(Task goal): The reply must contain all of the records, unchanged.

*** Opening of Data ***

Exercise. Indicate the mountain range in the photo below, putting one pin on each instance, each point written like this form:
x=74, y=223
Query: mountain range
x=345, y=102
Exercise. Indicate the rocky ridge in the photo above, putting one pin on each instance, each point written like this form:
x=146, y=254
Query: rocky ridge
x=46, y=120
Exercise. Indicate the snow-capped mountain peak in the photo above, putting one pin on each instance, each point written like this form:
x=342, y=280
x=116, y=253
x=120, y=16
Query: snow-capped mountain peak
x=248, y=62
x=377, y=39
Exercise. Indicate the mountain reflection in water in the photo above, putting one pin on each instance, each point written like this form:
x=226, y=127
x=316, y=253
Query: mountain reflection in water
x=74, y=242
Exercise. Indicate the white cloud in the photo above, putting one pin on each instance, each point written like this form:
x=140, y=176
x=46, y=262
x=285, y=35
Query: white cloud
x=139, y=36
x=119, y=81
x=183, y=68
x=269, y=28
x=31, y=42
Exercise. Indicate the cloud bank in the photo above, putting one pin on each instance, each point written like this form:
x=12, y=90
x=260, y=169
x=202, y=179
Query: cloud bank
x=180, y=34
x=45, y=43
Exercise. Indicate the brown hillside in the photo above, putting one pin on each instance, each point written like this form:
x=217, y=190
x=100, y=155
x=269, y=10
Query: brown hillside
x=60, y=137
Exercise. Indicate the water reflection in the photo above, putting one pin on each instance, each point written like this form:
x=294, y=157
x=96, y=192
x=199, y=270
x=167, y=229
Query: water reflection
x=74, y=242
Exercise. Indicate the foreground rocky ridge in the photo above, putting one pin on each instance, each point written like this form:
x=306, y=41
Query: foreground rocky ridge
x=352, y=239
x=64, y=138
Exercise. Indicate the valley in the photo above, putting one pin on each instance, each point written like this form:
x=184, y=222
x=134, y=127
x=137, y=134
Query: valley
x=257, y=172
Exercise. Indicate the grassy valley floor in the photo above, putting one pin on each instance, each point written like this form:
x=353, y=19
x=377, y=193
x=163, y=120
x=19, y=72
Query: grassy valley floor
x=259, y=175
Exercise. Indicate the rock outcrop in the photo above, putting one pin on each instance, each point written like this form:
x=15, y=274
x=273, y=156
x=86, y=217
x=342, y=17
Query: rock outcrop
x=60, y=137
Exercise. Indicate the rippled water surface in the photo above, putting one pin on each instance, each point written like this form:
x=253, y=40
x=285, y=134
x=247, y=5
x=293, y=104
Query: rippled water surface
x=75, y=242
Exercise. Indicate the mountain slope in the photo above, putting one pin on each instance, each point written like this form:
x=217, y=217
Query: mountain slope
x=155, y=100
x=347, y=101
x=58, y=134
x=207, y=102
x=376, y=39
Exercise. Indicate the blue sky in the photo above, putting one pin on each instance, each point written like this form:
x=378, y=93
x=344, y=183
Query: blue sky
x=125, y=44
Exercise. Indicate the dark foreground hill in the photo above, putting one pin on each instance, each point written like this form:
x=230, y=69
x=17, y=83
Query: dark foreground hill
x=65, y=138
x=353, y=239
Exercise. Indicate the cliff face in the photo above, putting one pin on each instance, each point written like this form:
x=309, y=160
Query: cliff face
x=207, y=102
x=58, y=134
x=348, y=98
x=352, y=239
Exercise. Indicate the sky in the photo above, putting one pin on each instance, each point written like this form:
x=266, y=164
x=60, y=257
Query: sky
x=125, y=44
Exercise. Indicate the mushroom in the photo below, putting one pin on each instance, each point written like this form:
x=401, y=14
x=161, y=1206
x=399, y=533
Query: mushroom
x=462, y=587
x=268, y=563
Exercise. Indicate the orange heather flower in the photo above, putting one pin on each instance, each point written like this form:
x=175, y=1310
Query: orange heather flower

*** Close of Data ***

(Written answer):
Exercise. Indicate the mountain range in the photo below, putting one pin on each instance, each point written like this form:
x=74, y=223
Query: mountain range
x=345, y=102
Exercise. Indicate the rocky ridge in the photo above, putting one pin on each instance, each point written like this form:
x=146, y=254
Query: rocky ridge
x=46, y=120
Exercise. Indicate the snow-capped mountain peak in the photo above, putting one pin on each instance, each point written like this form:
x=342, y=280
x=116, y=253
x=120, y=16
Query: snow-capped mountain peak
x=248, y=62
x=377, y=39
Exercise. Indicate the mountain reflection in water in the photo above, putting one pin on each instance, each point written like this form:
x=226, y=127
x=316, y=253
Query: mountain reflection in water
x=74, y=242
Exercise. Indicate the white cloud in the photo above, putting one pin on each instance, each point written like this form:
x=140, y=176
x=46, y=262
x=285, y=35
Query: white cloud
x=139, y=36
x=119, y=81
x=183, y=68
x=269, y=28
x=31, y=42
Exercise. Indicate the cloud bank in the photo above, putting one pin on each instance, each point written like this form:
x=12, y=90
x=260, y=169
x=202, y=179
Query: cloud bank
x=180, y=34
x=45, y=43
Exercise. Indicate the brown hillside in the photo above, putting one pin on each instance, each point written like this form:
x=217, y=190
x=100, y=155
x=269, y=10
Query: brown hillside
x=60, y=137
Exercise. Indicate the water reflection in the photo above, putting one pin on each instance, each point written like this form:
x=294, y=157
x=96, y=192
x=199, y=270
x=167, y=229
Query: water reflection
x=74, y=242
Exercise. Indicate the foreground rocky ridge in the photo above, putting one pin on each instance, each point written like this form:
x=306, y=41
Query: foreground rocky ridge
x=352, y=239
x=64, y=138
Exercise. Indicate the valley in the photo above, putting one pin on each instance, each point written like this form:
x=184, y=222
x=134, y=127
x=137, y=134
Query: valley
x=257, y=172
Exercise. Indicate the grassy valley floor in the photo above, putting one pin on each instance, each point written like this form:
x=353, y=19
x=377, y=193
x=163, y=120
x=19, y=72
Query: grassy valley floor
x=259, y=175
Exercise. Indicate the rock outcrop in the photo above, putting one pin on each instance, each point written like this form:
x=15, y=274
x=273, y=156
x=86, y=217
x=342, y=17
Query: rock outcrop
x=60, y=137
Exercise. Indicate the rippled water surface in the photo above, putting one pin on each instance, each point written like this form:
x=253, y=40
x=285, y=134
x=247, y=5
x=293, y=104
Query: rippled water surface
x=75, y=242
Exercise. Indicate the mountain slope in the photo above, putting one pin on each instance, each point written like this form:
x=217, y=217
Query: mountain slope
x=155, y=100
x=347, y=101
x=58, y=134
x=207, y=102
x=376, y=39
Exercise. Indicate the blue sky in the photo above, putting one pin on each instance, each point written like this form:
x=378, y=93
x=344, y=183
Query: blue sky
x=125, y=44
Exercise. Indicate the dark foreground hill in the photo above, putting one pin on each instance, each point written like this form:
x=230, y=69
x=17, y=83
Query: dark foreground hill
x=65, y=138
x=353, y=239
Exercise. Indicate the cliff face in the photo above, putting one pin on each instance, each point written like this form:
x=309, y=160
Query: cliff face
x=207, y=102
x=58, y=134
x=348, y=98
x=352, y=239
Exercise. Indicate the sky in the photo above, putting one pin on each instance, each point written like this form:
x=266, y=164
x=60, y=257
Query: sky
x=125, y=44
Exercise. Indicate the mushroom in the photo below, putting one pin on each instance, each point written like this form:
x=401, y=14
x=161, y=1206
x=399, y=533
Query: mushroom
x=462, y=587
x=268, y=563
Exercise. Indicate the orange heather flower in the photo above, putting one pin on each instance, each point written like this form:
x=175, y=1310
Query: orange heather flower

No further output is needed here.